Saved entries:
************
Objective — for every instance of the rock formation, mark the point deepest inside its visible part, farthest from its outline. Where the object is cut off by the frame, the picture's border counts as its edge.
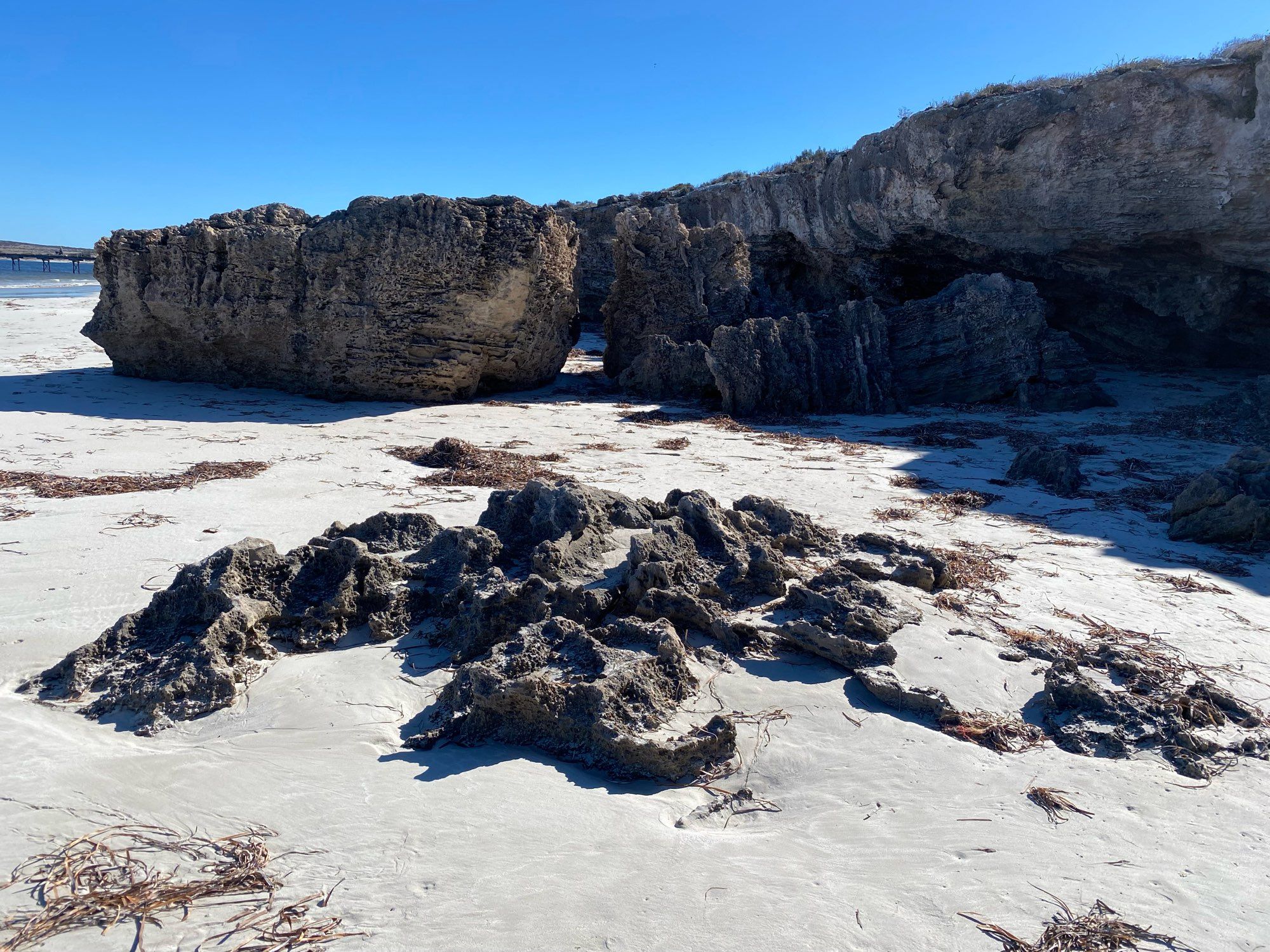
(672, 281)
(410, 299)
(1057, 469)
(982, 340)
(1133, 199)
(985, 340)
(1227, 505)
************
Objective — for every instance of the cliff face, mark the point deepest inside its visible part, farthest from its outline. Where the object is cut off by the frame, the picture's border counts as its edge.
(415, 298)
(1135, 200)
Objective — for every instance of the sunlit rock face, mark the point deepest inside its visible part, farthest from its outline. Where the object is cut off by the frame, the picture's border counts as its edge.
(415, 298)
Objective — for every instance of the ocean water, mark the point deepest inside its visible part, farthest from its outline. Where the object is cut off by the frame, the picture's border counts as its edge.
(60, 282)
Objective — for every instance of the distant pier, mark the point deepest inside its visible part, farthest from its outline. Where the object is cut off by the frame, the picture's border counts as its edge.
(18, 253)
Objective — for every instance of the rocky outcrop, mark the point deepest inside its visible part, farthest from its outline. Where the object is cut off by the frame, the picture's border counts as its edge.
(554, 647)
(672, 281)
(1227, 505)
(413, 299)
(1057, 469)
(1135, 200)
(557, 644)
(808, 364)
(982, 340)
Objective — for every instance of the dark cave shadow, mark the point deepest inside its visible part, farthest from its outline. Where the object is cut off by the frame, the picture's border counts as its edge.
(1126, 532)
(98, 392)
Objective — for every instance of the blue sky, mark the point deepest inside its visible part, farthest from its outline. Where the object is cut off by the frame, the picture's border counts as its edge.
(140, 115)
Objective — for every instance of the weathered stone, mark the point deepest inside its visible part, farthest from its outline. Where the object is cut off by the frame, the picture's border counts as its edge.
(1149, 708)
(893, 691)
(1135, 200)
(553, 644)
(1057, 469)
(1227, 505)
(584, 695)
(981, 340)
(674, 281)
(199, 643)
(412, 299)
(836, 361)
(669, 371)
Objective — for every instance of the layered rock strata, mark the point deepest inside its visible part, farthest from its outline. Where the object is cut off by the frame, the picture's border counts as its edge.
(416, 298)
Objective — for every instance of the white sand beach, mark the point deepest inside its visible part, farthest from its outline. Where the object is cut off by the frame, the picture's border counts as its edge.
************
ACTION ITEM: All that is wanted is a faithful reproduction of the line above with "Objective — for every instance of the blue", the line with "Objective — for every instance of the white", and every line in between.

RESPONSE BOX:
Objective — for every instance of the blue sky, mark the point deepest inside its visible part, farthest from its outline. Where the object is cut off by the frame, the picture's border counts as its edge.
(140, 115)
Objective — for every instance of the weathered stone, mark the point deepest inside its visible part, farthest from its outline. Where the object is cut off by the frame, the picture's border counts as its edge.
(1149, 708)
(893, 691)
(1135, 200)
(553, 644)
(1057, 469)
(1227, 505)
(584, 695)
(981, 340)
(674, 281)
(199, 643)
(412, 299)
(836, 361)
(669, 371)
Objective — for every instance of the layered rock strata, mark the point deepest inside its visible part, farthest from its outline. Where the object is cut off by the frame, the picture's border counts as its edge.
(416, 298)
Objective — for every instance of the white sand beach, mark the point deepest inside its visible part, farthest from its outline. Where the object is cut off by the frame, the picture's border counts as its edge.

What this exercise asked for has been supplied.